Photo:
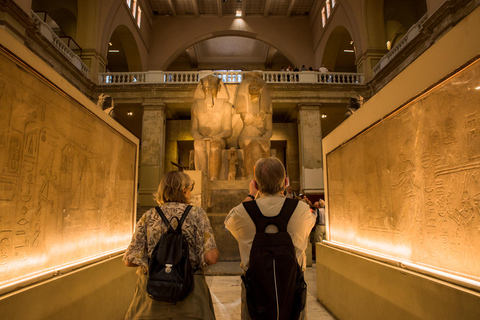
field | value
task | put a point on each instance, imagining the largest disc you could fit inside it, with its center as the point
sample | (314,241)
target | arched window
(139,17)
(134,8)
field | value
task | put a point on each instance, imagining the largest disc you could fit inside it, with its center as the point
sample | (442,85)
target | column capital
(308,106)
(154,105)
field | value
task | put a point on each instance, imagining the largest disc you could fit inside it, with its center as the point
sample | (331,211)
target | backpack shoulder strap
(164,219)
(287,210)
(184,216)
(254,212)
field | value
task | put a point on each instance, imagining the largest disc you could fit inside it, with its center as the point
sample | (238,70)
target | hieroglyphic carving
(67,179)
(409,187)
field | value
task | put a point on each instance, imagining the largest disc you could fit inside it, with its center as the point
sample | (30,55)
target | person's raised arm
(211,257)
(253,190)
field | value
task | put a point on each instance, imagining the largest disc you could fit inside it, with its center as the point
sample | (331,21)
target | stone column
(152,152)
(310,148)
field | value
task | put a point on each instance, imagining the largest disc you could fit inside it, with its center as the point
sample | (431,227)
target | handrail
(411,34)
(49,34)
(189,77)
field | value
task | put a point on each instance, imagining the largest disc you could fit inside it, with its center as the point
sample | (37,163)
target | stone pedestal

Your task:
Make an exact copy of every entry above, minus the images.

Result of the task:
Photo:
field | value
task | put a point on each instance, imagining the largest disc you could fit inside it, with its center as the point
sample | (314,241)
target | arched window
(139,17)
(134,8)
field | value
task | put a point on each instance, imagining the largest disc you could fit inside it, with its center as the point
sample | (442,85)
target | column capital
(308,106)
(154,105)
field | value
task | put a point on each instance, imagining the largest disc you could fit inside it, with its center as the point
sample | (331,211)
target | backpack shoulder strap
(164,219)
(287,210)
(184,216)
(254,212)
field | value
task | put a point on each instance, imagining the largest disc you could fit inside it, with its center as the point
sample | (238,70)
target | hieroglyphic carving
(67,179)
(409,187)
field | value
task | put a point on each instance, imagining the largest disc you could fit inside it, with its center as the point
sample | (30,55)
target | person's raised arm
(211,257)
(253,190)
field | value
task | put a point on each instance, imagining the largest disc you could fit inside it, with its center as the point
sample | (331,21)
target | stone column
(152,152)
(310,148)
field | value
task | put a point on each instance, imagining the largest disc you could fit inside it, with its center as the point
sample | (431,227)
target | handrail
(411,34)
(49,34)
(189,77)
field | value
task | put a point on each instance, imagining the largest disc you could fit inside it, with its center as the point
sample | (37,163)
target | stone pedestal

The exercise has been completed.